> Texte fourni
···

Une nouvelle polémique a explosé entre l'Administration pénitentiaire et les Magistrats, suite à l'explosion du nombre de prisonniers. Une prise de bec qui remet sur la table la question du non recourt aux peines alternatives. Pas moins de 100.004 prisonniers occupent actuellement les prisons du Royaume, sachant que la capacité litière des établissements pénitenciers ne dépasse pas les 64.600 lits. Ce chiffre record, annoncé, lundi, par la Délégation générale à l'Administration pénitentiaire et à la Réinsertion (DGAPR) dans un communiqué sous forme de réquisitoire, témoigne de la défaillance de la procédure judiciaire, où les peines alternatives sont le parent pauvre. Dans son communiqué, l'administration de Mohamed Salah Tamek, connu pour ses critiques à l'encontre de l'emprisonnement systématique, a demandé aux autorités judiciaires et administratives « de trouver dans les plus brefs délais les solutions susceptibles de résoudre la problématique de la surpopulation dans les établissements pénitentiaires pour éviter les dysfonctionnements ou les complications d'ordre sécuritaire pouvant découler de cette situation inquiétante, outre les problèmes liés aux conditions d'hébergement, de restauration, de soins de santé et d'accès aux programmes de réhabilitation et de réinsertion ».
Des critiques rejetées catégoriquement par l'Association des Magistrats du Maroc, qui a alerté contre toute ingérence qui porterait atteinte à l'indépendance de la Justice ou influencerait les décisions de ses magistrats qui ne sont tenus que par l'application correcte et équitable de la loi. Sans concessions, les magistrats ont appelé la DGAPR à saisir le Chef du gouvernement pour qu'il leur fournisse les moyens humains et matériels afin de régler cette problématique, plutôt que de s'attaquer à la Justice. Par ailleurs, si l'administration pénitentiaire a pris l'opinion publique à témoin concernant le surpeuplement des prisons, les magistrats ont souligné que c'est cette même opinion publique qui appelle la Justice depuis des années à être intransigeante avec les criminels.

···

> Données extraites

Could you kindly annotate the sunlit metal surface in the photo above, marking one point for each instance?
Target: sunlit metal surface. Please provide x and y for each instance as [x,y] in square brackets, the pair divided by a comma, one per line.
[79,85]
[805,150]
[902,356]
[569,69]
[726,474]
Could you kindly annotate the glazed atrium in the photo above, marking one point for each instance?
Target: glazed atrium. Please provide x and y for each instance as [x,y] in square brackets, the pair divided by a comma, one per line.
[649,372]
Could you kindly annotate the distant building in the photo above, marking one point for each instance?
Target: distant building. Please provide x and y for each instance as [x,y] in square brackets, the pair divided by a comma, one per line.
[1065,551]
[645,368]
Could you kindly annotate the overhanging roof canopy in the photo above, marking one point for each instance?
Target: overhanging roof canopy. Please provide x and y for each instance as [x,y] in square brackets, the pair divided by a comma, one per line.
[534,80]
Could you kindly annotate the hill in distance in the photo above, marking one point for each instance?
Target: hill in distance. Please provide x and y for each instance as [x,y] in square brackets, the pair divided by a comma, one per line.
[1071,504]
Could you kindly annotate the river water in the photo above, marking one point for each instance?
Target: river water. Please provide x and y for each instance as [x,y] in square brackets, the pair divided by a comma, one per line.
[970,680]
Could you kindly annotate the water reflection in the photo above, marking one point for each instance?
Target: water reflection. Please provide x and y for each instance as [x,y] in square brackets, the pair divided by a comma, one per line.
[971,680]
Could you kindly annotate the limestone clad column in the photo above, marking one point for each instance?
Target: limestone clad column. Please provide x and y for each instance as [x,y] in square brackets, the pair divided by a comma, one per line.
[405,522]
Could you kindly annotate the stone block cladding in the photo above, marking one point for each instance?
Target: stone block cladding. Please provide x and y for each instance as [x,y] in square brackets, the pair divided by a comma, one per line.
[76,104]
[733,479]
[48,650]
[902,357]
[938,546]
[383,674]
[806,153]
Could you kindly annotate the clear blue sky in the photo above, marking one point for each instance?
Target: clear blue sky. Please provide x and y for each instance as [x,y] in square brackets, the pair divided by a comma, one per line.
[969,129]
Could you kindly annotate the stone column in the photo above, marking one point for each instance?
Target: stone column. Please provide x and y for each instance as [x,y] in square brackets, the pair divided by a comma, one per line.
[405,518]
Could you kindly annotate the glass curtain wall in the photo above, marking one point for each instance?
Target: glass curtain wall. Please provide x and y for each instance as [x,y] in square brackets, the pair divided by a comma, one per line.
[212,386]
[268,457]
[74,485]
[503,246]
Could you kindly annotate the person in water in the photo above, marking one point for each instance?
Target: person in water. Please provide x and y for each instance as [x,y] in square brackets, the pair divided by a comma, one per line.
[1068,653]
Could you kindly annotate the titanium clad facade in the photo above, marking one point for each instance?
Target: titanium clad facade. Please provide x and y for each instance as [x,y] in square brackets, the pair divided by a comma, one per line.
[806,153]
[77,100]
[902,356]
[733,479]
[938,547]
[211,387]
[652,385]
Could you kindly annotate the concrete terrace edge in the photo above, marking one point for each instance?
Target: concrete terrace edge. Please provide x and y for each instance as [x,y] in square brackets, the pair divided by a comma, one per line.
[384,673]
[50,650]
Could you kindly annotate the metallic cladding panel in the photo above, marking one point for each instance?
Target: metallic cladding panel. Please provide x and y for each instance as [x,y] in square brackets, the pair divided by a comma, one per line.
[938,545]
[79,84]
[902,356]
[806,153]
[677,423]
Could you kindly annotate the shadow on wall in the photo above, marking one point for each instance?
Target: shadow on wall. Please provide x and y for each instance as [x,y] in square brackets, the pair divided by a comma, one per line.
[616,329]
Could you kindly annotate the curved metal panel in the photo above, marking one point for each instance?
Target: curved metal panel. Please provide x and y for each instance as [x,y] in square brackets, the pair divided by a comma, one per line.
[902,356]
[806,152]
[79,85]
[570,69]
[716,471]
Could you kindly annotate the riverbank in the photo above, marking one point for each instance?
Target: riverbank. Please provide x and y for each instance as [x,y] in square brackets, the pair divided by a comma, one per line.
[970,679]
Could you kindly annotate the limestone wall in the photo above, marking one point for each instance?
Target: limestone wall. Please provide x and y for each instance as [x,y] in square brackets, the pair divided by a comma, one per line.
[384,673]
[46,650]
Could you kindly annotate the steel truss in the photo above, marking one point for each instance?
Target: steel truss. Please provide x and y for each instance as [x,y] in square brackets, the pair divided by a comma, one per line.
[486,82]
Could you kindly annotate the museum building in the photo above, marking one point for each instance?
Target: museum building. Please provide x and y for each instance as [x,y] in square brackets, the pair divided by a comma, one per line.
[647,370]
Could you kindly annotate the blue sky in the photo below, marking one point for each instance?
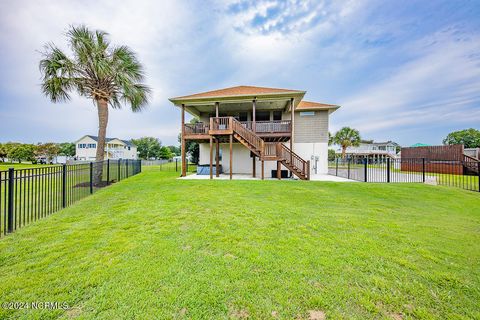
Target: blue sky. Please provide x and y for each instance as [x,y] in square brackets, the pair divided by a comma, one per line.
[407,71]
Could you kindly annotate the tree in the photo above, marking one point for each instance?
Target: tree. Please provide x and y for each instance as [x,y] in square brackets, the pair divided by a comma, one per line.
[148,147]
[21,152]
[470,138]
[165,153]
[346,137]
[108,75]
[3,152]
[67,149]
[175,150]
[48,150]
[331,154]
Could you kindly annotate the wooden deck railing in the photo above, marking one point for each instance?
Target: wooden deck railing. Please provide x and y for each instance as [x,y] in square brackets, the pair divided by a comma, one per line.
[270,149]
[196,128]
[220,123]
[275,126]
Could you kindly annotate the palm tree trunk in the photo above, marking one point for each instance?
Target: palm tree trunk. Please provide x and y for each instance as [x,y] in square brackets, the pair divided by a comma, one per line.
[102,106]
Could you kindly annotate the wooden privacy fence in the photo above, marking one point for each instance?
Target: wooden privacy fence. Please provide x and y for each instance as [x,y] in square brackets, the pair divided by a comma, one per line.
[27,195]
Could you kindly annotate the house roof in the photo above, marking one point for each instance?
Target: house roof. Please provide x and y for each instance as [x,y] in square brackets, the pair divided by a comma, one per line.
[238,91]
[378,143]
[128,143]
[310,105]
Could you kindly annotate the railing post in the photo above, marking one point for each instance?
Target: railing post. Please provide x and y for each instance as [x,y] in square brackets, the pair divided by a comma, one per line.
[91,177]
[423,170]
[64,186]
[108,171]
[11,183]
[388,169]
[365,169]
[308,169]
[348,168]
[478,174]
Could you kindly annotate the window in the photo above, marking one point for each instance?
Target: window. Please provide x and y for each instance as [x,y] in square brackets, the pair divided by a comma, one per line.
[277,115]
[262,116]
[307,113]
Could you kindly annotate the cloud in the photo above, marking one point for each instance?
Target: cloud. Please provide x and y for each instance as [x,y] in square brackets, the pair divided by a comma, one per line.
[441,84]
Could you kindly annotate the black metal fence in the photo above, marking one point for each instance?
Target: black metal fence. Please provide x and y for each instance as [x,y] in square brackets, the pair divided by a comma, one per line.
[461,174]
[27,195]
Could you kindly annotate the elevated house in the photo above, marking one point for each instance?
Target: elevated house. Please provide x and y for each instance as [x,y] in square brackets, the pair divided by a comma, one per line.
[86,148]
[258,131]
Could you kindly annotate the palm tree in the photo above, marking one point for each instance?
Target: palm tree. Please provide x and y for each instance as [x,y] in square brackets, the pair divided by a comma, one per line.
[346,137]
[109,75]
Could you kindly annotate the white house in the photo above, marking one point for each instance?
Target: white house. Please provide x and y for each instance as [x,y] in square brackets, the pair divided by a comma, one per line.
[86,148]
[257,130]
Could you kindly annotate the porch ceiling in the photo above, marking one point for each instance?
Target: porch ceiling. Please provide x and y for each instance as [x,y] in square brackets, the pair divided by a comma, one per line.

···

Énumérez toutes les conditions que le communiqué de la DGAPR, cité dans le texte sur la surpopulation carcérale, mentionne après les mots « outre les problèmes liés aux conditions ». Les données ne sont d'aucune utilité pour cet exercice.

- L'hébergement
- La restauration
- Les soins de santé
- L'accès aux programmes de réhabilitation et de réinsertion